>> START ARTICLE

As referred to herein, modules may refer to any processes performed
in the method 220. In an embodiment of the method 220 that is
executed by a computing device, the "modules" may refer to portions
of computer code instructions used for executing the method 220. In
such an embodiment, a user may tune the modules by altering the
computer code instructions directly or through use of a GUI.
Several analysis techniques are described herein, any combination
of these techniques may be performed in an embodiment of the
invention.
[0046] The executable dialog application may be generated (223)
from the information that is determined in analyzing the dialog
samples and defined concepts (222) as described herein as well from
the dialog samples and defined concepts obtained (221). Generating
the dialog application (223) may comprise generating an application
specification in a form suitable for an existing task-based dialog
manager, such as a VXML platform, e.g., Voxeo.RTM., TellMe.RTM.,
etc., and/or the RavenClaw.TM. engine. The application
specification may be in the form of a set of VXML forms or
automatically generated code for more advanced task-based dialog
systems, as long as such systems have some support for the
AND/OR/XOR/SEQ binary operators described herein. Further, the
output templates that are generated may be in any form suitable for
existing prompt engines, such as the Microsoft Speech Server Prompt
Engine.TM., Nuance Vocalizer.TM., or LumenVox.RTM. Text-to-Speech,
amongst others.
[0047] An alternative embodiment of the method 220 further
comprises validating the generated executable dialog application.
In such an embodiment, the executable dialog application may be
validated using the annotated dialog samples obtained at block 221,
or any other set of annotated or unannotated dialog samples.
According to an embodiment of the method 220, the method 220
further comprises presenting, via an user interface, an annotated
dialog sample as an indication of an association between at least
one concept and an utterance in the annotated dialog sample.
[0048] FIG. 3 is a simplified block diagram of a computer-based
system 330, which may be used to generate a dialog application
automatically according to the principles of the present invention.
The system 330 comprises a bus 334. The bus 334 serves as an
interconnect between the various components of the system 330.
Connected to the bus 334 is an input/output device interface 333
for connecting various input and output devices, such as a
keyboard, mouse, display, speakers, etc. to the system 330. A
central processing unit (CPU) 332 is connected to the bus 334 and
provides for execution of computer instructions. Memory 336
provides volatile storage for data used for carrying out computer
instructions. Storage 335 provides non-volatile storage for
software instructions such as an operating system (not shown). The
system 330 also comprises a network interface 331 for connecting to
any variety of networks known in the art, including wide area
networks (WANs) and local area networks (LANs).

>> END ARTICLE
>> START MATERIAL SUPPLIED

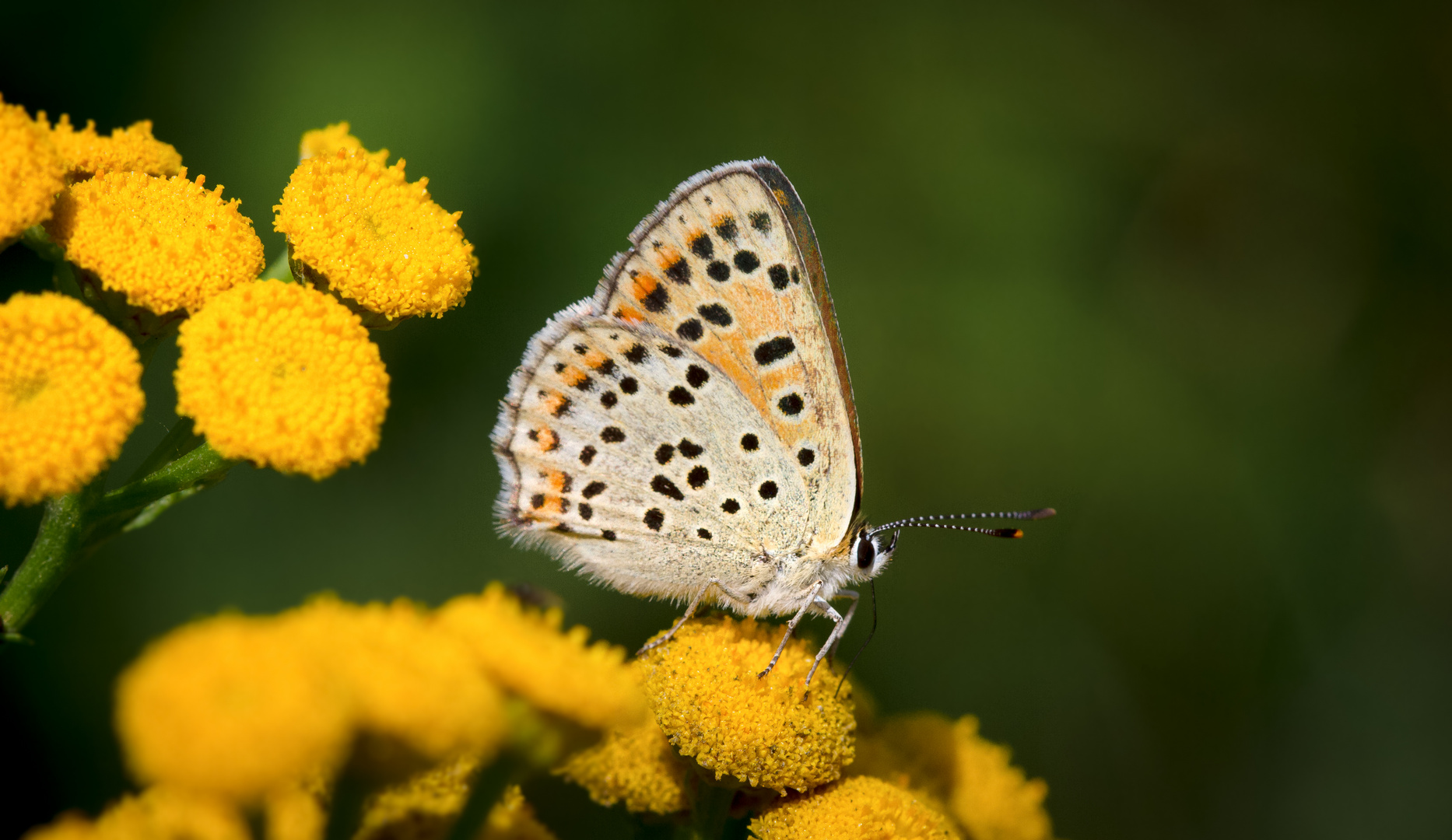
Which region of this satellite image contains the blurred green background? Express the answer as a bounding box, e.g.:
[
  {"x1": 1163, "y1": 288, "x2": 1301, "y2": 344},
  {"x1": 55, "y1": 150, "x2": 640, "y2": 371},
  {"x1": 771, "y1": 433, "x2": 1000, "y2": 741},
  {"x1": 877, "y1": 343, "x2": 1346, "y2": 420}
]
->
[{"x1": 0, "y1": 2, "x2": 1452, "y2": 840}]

>> END MATERIAL SUPPLIED
>> START MATERIAL SUPPLIED

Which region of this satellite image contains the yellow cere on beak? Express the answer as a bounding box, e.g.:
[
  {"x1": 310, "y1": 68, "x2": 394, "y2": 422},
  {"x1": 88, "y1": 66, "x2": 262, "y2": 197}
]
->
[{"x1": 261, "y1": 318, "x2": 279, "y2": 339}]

>> END MATERIAL SUPPLIED
>> START MATERIAL SUPPLIED

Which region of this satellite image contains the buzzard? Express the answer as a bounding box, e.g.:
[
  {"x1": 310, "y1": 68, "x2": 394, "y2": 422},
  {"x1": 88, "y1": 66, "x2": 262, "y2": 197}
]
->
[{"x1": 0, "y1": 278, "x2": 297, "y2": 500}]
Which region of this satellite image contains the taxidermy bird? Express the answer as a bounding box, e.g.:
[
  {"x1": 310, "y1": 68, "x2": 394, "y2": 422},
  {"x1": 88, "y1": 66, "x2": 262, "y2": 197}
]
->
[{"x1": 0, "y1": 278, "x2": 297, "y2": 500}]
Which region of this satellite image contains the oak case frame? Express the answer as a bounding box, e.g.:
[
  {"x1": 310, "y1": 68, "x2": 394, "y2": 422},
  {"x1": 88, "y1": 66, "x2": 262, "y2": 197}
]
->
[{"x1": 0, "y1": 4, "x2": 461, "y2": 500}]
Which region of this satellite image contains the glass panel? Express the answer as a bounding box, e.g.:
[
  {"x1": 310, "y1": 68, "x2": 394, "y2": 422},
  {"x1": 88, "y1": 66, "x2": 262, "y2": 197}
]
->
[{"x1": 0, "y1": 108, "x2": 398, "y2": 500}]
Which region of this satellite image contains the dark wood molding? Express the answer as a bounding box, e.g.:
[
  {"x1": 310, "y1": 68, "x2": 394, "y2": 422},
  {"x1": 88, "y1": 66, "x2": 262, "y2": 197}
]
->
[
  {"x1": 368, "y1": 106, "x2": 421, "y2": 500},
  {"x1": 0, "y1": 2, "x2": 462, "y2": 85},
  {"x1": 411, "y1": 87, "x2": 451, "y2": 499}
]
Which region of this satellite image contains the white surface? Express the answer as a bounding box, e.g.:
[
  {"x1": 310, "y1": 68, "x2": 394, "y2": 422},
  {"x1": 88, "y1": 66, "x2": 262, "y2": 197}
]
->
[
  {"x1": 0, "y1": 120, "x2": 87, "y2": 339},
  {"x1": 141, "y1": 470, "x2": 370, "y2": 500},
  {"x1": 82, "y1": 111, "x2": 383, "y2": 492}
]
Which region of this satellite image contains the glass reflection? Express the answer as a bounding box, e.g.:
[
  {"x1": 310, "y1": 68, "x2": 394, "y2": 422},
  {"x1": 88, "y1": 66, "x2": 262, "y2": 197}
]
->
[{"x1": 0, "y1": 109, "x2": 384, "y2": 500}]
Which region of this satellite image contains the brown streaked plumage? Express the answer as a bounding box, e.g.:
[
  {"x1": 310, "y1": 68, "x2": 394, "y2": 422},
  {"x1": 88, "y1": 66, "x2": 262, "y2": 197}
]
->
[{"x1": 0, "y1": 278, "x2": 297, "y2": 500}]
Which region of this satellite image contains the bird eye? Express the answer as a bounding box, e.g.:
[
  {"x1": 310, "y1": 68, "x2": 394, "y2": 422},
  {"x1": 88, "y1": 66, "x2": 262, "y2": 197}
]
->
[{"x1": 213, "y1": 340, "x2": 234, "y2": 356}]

>> END MATERIAL SUPPLIED

WHAT YOU WILL DO |
1/ Answer these questions from the patent excerpt.
(a) Which binary operators must more advanced task-based dialog systems support in some form?
(b) Besides the annotated dialog samples obtained at block 221, what may be used to validate the executable dialog application?
(c) What does memory 336 provide?
2/ Recast the paragraph of the patent excerpt that begins "FIG. 3 is a simplified block diagram" as a short bulleted list that keeps its main facts.
3/ Please return, word for word, the portion of the patent excerpt starting with "[0047] An alternative" and going on through "of the system 330.".

RESPONSE LIST |
1/
(a) The AND/OR/XOR/SEQ binary operators.
(b) Any other set of annotated or unannotated dialog samples.
(c) Volatile storage for data used for carrying out computer instructions.

2/
- FIG. 3 is a simplified block diagram of computer-based system 330, which may be used to generate a dialog application automatically.
- Bus 334 interconnects the system's components.
- Input/output device interface 333 connects input and output devices such as a keyboard, mouse, display and speakers.
- CPU 332 executes computer instructions.
- Memory 336 provides volatile storage for data used in carrying out instructions.
- Storage 335 provides non-volatile storage for software instructions such as an operating system.
- Network interface 331 connects to various networks, including WANs and LANs.

3/
[0047] An alternative embodiment of the method 220 further
comprises validating the generated executable dialog application.
In such an embodiment, the executable dialog application may be
validated using the annotated dialog samples obtained at block 221,
or any other set of annotated or unannotated dialog samples.
According to an embodiment of the method 220, the method 220
further comprises presenting, via an user interface, an annotated
dialog sample as an indication of an association between at least
one concept and an utterance in the annotated dialog sample.
[0048] FIG. 3 is a simplified block diagram of a computer-based
system 330, which may be used to generate a dialog application
automatically according to the principles of the present invention.
The system 330 comprises a bus 334. The bus 334 serves as an
interconnect between the various components of the system 330.